(Dataset records)
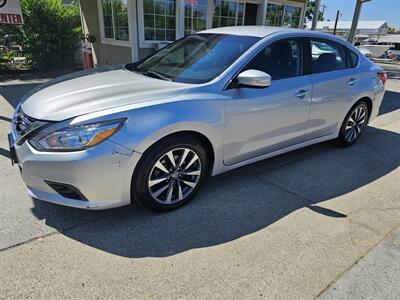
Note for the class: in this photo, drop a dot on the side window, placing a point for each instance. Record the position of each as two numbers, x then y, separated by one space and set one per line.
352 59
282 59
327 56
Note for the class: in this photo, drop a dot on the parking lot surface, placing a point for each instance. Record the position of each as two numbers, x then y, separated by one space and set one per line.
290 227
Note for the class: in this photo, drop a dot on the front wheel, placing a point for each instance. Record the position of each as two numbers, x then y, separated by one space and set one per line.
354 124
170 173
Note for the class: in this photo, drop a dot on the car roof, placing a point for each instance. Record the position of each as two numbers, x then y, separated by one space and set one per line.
--
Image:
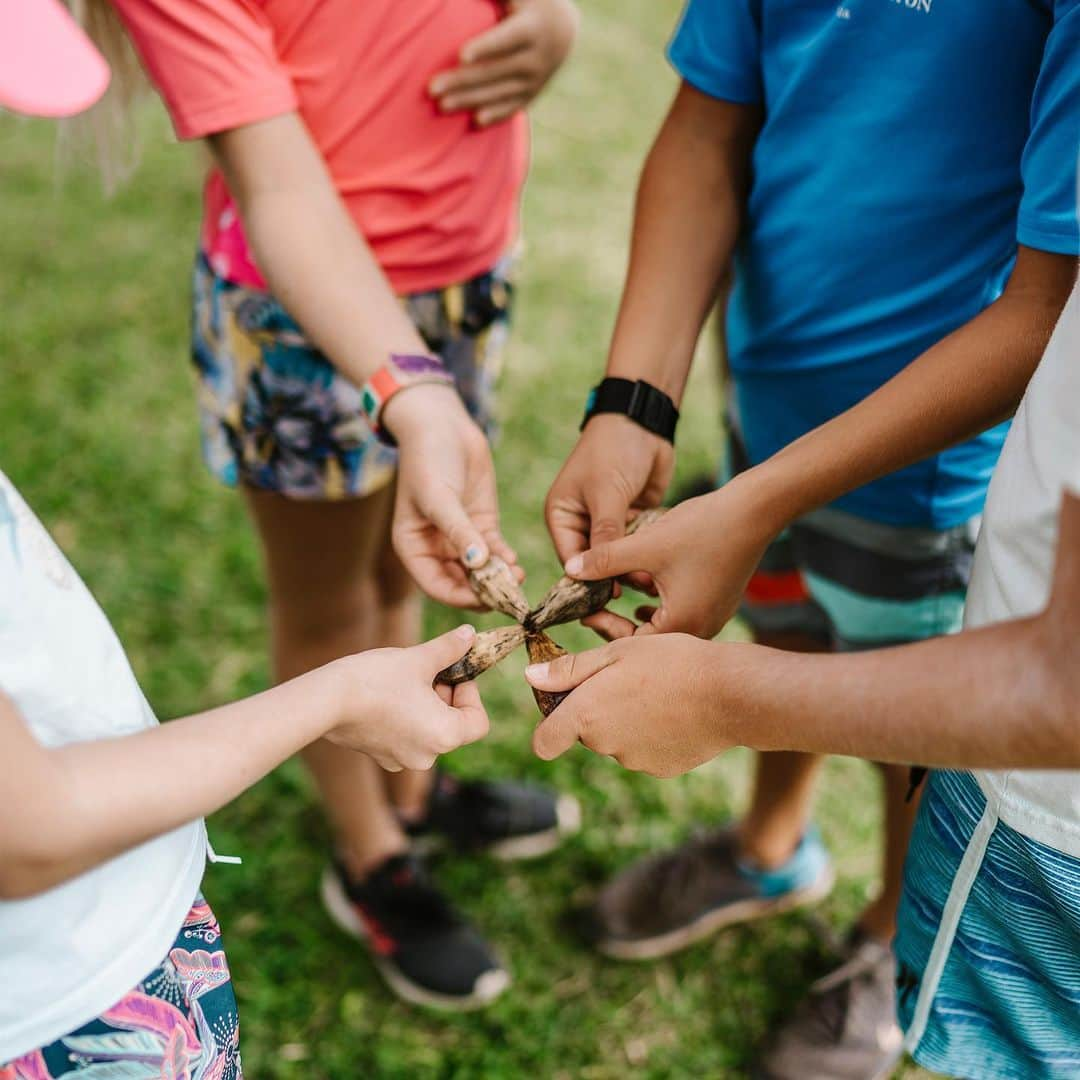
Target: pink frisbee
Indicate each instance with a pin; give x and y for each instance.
---
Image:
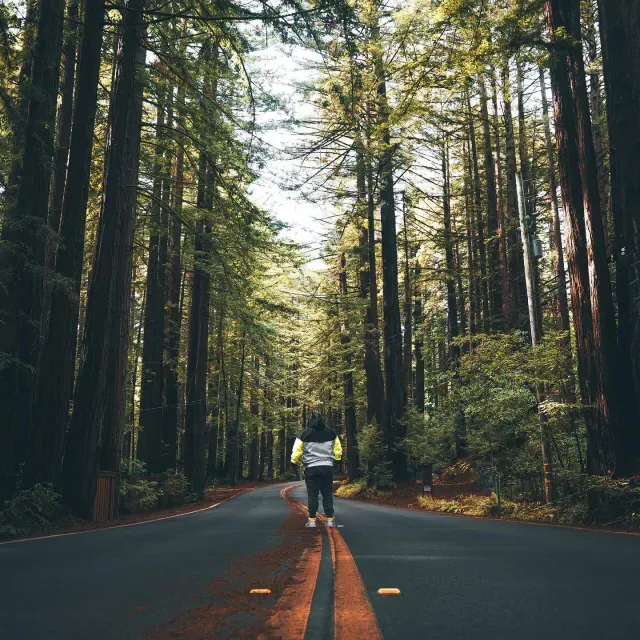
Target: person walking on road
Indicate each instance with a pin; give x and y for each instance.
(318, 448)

(Activity) Scan the records above, then copy out each line that mentions "Target".

(Response to the exercise)
Target: pink frisbee
Target: person walking on road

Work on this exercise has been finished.